Provided passage section start
I am new on this board, just joined the site the other day infact.
I have several things going on physically (job injury). One of them we do know for sure is an xray showed cervical degenerative arthritis and disc disease c6/c7. thats how the report worded it. It has been over two months now and i am still in extreme pain at times, other times, i am still in pain. It just depends what i am doing as to what part hurts. Example.
If i sit a certain way a different part of my neck hurts, almost all the time my head hurts. coming up the back an mostly on the right side. my right should hurts, arm, forearm , my wrist is sore and it sounds odd but my thumb, pointer finger, middle finger, part of my ring finger and my pinky,. the fingers feel weird. the thumb aches though.
Provided passage section end
* **Assignment A**:
Answer these from the forum post:
(i) What did the xray show?
(ii) How long has it been since the pain began?
(iii) On which side does the head mostly hurt?
* **Assignment B**: Reproduce word for word the part of the forum post that opens with the words containing "I have several" and closes with "part hurts. Example.".
The material after this point comes from a separate source and has no connection to the forum post.
Source information section start
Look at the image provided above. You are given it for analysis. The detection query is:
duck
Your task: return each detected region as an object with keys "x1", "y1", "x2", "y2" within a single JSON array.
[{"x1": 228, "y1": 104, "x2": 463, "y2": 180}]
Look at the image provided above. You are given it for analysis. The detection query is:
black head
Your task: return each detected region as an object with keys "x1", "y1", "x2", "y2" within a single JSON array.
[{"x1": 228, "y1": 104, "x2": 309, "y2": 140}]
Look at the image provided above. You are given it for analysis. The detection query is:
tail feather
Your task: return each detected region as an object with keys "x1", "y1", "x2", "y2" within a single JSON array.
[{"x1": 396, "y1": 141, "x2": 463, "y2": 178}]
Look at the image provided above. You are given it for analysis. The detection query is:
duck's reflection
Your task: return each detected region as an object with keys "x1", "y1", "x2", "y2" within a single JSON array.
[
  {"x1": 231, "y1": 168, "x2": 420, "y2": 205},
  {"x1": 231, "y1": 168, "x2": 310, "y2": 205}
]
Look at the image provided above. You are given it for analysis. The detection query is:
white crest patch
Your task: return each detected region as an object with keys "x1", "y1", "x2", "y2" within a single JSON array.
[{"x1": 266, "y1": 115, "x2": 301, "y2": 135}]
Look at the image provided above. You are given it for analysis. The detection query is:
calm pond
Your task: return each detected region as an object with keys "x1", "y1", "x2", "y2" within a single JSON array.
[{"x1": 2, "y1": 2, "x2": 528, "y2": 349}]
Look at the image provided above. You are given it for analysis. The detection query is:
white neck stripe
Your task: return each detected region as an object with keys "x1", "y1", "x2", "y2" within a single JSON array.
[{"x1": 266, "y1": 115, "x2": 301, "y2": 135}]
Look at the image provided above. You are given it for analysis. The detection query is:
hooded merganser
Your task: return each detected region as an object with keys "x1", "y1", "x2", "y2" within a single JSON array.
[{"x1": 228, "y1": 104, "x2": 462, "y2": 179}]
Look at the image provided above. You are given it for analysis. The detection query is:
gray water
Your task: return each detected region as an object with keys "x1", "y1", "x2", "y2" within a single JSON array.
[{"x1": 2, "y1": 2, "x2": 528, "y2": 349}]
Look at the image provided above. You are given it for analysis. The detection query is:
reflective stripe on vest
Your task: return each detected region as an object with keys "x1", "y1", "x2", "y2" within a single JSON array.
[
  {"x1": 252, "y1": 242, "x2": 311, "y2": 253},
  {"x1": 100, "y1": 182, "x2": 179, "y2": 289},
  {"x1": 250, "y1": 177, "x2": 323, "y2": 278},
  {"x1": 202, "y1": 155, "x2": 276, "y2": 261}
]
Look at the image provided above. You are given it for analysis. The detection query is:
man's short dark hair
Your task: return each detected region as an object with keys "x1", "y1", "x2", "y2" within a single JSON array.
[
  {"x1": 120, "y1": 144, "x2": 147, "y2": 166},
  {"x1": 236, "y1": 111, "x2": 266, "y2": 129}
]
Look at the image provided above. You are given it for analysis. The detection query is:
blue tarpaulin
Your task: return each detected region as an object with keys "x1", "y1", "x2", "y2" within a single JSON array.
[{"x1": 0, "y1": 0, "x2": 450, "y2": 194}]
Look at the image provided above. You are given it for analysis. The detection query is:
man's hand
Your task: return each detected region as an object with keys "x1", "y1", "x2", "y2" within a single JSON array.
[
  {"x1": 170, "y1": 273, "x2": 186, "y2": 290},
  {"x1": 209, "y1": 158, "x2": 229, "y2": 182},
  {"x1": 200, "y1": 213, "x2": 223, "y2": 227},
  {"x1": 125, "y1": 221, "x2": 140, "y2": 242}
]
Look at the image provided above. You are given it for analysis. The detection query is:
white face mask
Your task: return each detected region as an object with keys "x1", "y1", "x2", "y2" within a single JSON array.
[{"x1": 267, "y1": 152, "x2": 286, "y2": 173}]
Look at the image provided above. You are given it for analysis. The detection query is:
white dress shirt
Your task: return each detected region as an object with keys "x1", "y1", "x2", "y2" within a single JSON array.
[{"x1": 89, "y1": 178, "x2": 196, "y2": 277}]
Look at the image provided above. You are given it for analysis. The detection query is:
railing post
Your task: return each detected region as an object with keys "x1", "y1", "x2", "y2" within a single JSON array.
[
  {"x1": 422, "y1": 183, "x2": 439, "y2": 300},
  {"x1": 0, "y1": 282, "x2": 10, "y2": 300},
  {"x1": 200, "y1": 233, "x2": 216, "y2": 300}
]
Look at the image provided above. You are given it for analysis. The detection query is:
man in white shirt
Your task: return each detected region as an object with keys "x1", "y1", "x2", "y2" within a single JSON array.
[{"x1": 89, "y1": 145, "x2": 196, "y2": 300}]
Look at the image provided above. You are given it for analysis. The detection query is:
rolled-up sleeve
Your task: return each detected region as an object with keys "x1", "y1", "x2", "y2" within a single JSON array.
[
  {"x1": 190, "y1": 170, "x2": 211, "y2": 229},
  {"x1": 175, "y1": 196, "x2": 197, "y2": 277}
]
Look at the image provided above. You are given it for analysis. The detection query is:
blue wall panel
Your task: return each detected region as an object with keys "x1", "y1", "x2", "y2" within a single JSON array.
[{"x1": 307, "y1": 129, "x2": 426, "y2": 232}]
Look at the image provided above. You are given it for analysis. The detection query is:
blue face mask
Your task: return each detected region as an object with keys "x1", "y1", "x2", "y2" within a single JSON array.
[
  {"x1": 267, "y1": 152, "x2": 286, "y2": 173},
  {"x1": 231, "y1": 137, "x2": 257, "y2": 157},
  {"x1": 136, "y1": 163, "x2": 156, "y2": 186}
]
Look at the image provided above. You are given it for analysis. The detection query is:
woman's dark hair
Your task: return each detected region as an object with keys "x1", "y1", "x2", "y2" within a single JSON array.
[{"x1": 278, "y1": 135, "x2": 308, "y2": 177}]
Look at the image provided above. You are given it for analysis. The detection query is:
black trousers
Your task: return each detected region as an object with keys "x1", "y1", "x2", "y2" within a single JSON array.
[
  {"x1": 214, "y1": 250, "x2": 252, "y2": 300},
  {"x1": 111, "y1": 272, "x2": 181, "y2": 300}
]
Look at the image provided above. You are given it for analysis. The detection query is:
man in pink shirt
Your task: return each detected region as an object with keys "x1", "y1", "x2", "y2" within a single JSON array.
Source information section end
* **Written answer A**:
(i) Cervical degenerative arthritis and disc disease at c6/c7.
(ii) Over two months.
(iii) The right side.

* **Written answer B**:
I have several things going on physically (job injury). One of them we do know for sure is an xray showed cervical degenerative arthritis and disc disease c6/c7. thats how the report worded it. It has been over two months now and i am still in extreme pain at times, other times, i am still in pain. It just depends what i am doing as to what part hurts. Example.